* **WRITTEN PROBLEM**: Reproduce the data below with every "bounding box" changed to "enclosing rectangle" and everything else left untouched.

* **GIVEN ENTRIES**:
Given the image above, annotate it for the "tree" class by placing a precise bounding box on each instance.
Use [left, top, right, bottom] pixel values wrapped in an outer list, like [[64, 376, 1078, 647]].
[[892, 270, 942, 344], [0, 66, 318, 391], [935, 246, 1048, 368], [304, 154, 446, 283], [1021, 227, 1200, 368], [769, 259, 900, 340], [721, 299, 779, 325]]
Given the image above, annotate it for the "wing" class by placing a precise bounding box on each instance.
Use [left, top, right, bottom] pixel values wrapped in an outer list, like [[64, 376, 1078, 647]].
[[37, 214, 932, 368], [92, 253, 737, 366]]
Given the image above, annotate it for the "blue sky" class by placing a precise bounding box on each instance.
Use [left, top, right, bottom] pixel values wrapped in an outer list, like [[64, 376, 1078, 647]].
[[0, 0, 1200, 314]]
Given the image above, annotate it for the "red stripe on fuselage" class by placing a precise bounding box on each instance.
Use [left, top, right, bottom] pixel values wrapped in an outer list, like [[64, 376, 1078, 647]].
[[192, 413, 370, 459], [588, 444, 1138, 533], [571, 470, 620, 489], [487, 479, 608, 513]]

* **SOLUTION TO THE EXERCISE**:
Given the image above, annotate it for the "tree" class by placing a precise enclosing rectangle on each instance.
Use [left, top, right, bottom] pixel values wrapped in an outer list, like [[64, 376, 1078, 647]].
[[892, 270, 942, 344], [0, 66, 318, 391], [935, 246, 1048, 368], [304, 154, 446, 283], [1021, 227, 1200, 368], [769, 259, 900, 340], [721, 299, 779, 325]]
Given the image above, annotate it for the "wing" class by placing a precise enclosing rectangle on each instance.
Use [left, top, right, bottom] pixel values wrapped in an outer list, like [[64, 376, 1078, 647]].
[[37, 214, 932, 368], [92, 253, 737, 366]]
Given the image above, annotate it for the "blue sky" class by placing a precise enclosing rectangle on each instance.
Use [left, top, right, bottom] pixel values wrapped in an outer list, like [[64, 376, 1078, 647]].
[[0, 0, 1200, 314]]
Given the image above, annotate it for the "red stripe on fuselage" class by placing a precise enclosing rectangle on each instance.
Use [left, top, right, bottom] pixel values wrapped in an outer list, like [[64, 376, 1078, 647]].
[[192, 413, 370, 459], [588, 444, 1138, 533], [571, 470, 620, 489], [487, 479, 608, 513]]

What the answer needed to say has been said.